● Request
Find each line in the records below that contains the string "grass" and copy every one of those lines.

● Records shown

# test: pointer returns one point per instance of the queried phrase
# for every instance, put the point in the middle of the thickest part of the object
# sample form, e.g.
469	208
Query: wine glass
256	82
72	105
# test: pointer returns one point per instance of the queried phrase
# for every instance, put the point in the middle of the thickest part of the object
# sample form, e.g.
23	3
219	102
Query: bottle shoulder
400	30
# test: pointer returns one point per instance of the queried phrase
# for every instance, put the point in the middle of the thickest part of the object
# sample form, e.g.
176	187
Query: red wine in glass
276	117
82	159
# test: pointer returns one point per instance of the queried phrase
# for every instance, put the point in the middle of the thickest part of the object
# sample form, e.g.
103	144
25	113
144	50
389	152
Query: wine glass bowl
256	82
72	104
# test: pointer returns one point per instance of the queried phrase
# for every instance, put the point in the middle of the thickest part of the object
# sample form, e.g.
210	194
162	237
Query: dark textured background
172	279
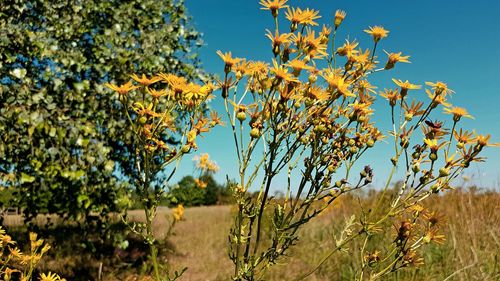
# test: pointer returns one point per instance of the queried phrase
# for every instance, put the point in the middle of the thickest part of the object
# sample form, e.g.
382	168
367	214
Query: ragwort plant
166	115
17	265
310	111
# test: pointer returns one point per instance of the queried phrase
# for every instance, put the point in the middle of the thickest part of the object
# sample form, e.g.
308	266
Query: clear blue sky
457	42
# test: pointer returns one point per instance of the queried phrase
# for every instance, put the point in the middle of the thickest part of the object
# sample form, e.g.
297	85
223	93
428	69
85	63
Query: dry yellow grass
471	250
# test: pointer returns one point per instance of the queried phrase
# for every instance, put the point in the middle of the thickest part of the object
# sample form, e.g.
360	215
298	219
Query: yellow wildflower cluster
311	109
178	212
154	112
204	163
16	265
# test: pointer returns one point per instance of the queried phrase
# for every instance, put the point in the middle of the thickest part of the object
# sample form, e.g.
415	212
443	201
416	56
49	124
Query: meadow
470	252
339	167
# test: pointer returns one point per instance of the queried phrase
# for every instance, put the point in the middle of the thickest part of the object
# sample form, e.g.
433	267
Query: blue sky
457	42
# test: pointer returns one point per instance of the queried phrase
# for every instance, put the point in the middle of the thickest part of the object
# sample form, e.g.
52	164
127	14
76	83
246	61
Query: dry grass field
471	250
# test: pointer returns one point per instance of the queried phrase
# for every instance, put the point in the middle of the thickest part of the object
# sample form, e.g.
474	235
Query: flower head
49	277
377	32
298	16
178	212
123	89
143	80
339	18
393	58
405	86
440	88
273	5
228	60
458	112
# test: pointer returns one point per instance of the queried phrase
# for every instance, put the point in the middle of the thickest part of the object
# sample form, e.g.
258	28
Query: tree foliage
62	146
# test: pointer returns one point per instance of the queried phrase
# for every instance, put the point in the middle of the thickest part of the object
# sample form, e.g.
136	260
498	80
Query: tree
62	149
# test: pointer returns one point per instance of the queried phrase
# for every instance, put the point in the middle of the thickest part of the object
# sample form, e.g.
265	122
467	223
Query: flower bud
255	133
185	148
444	172
241	116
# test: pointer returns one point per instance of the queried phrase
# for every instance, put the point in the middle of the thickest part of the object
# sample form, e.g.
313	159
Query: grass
471	250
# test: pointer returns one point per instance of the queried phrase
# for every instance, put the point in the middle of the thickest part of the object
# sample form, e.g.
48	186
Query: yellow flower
377	32
314	46
297	16
394	58
297	65
337	82
273	5
405	86
123	89
157	93
348	49
433	236
228	60
143	80
483	140
463	137
49	277
433	144
281	73
440	88
278	40
201	184
16	253
458	112
339	18
178	212
437	99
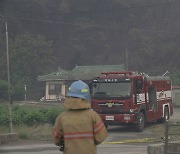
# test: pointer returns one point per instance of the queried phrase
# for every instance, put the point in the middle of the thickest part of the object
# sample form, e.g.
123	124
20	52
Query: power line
86	25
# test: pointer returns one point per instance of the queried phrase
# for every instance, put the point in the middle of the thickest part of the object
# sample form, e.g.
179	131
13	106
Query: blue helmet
79	89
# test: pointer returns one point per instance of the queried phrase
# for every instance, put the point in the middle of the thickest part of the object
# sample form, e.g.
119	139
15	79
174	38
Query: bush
3	90
29	116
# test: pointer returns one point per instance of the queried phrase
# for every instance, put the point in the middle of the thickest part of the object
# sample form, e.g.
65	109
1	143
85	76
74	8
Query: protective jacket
80	128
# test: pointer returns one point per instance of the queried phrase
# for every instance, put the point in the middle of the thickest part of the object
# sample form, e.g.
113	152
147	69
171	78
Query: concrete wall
159	148
7	138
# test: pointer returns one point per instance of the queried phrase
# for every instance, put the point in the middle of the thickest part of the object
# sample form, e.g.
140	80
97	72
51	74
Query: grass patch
31	121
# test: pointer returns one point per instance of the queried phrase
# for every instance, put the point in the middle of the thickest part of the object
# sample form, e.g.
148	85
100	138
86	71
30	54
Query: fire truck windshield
111	90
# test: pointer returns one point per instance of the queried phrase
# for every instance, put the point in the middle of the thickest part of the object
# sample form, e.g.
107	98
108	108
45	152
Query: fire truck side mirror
138	85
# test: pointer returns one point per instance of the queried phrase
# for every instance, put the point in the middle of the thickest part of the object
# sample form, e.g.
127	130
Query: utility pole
126	60
9	83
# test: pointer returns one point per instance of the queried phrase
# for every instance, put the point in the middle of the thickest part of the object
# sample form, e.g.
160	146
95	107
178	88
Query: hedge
29	115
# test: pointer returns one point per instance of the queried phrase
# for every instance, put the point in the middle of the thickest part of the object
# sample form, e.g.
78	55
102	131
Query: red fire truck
131	98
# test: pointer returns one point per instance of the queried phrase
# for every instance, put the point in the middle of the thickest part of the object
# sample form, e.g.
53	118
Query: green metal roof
88	72
81	72
60	74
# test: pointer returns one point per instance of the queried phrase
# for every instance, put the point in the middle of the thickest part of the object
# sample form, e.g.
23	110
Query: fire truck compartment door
109	117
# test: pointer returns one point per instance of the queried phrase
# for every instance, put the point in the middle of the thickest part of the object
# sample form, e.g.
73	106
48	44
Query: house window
54	89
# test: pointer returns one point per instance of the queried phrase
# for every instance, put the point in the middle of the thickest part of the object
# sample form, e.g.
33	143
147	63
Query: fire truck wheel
140	122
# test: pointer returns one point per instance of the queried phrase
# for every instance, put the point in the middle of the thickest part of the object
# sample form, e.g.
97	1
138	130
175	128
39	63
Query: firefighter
78	130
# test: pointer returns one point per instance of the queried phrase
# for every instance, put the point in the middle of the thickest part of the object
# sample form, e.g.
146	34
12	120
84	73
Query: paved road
52	149
116	133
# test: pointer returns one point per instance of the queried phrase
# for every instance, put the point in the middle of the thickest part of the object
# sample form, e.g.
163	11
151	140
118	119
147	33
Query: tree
30	56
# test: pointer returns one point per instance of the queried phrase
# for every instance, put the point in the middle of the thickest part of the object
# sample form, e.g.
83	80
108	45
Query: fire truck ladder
117	73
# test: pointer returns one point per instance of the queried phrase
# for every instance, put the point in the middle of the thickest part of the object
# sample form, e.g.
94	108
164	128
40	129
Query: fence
175	149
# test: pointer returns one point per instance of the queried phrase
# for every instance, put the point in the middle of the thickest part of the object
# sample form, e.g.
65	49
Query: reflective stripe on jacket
81	129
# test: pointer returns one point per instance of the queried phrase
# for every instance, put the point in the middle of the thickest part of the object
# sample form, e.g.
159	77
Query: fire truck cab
130	98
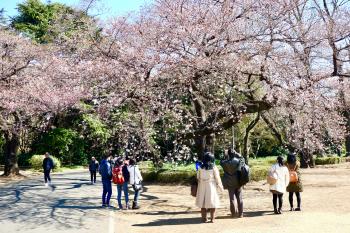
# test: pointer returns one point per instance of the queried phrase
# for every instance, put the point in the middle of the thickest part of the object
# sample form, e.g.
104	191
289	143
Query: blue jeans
136	195
107	190
120	188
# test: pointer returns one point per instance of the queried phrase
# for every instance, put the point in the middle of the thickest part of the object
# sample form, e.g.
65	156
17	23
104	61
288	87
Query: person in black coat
230	180
47	167
93	168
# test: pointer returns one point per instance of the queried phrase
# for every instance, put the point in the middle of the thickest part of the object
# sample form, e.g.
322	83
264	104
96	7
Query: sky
106	8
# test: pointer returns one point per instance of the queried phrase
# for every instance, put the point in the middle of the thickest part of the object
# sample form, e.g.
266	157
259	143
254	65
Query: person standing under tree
93	168
105	171
47	167
295	186
281	173
230	181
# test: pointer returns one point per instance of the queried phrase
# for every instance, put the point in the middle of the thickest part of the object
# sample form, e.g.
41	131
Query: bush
329	160
36	162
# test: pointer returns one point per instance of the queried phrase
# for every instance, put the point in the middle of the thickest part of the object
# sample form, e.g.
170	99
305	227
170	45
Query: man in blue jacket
230	181
47	166
105	171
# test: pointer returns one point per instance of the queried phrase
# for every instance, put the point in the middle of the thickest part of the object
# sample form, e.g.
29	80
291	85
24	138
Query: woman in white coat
208	181
135	181
281	173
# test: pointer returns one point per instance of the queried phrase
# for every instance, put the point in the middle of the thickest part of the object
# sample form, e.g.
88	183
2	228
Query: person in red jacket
121	178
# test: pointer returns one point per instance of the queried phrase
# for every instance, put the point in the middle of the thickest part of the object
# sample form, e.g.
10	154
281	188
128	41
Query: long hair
291	158
208	161
280	161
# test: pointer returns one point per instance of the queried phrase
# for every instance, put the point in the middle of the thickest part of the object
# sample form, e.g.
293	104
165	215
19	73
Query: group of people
210	182
121	173
285	178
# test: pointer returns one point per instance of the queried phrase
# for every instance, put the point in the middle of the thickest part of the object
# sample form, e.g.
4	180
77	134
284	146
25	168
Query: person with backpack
105	171
295	185
233	180
48	165
135	181
278	187
207	197
121	178
93	168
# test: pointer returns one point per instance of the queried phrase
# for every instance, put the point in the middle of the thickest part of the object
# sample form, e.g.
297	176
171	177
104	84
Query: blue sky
107	8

● Exercise output
Query: dry yellow grass
Query: dry grass field
Query: grass
Query: grass patch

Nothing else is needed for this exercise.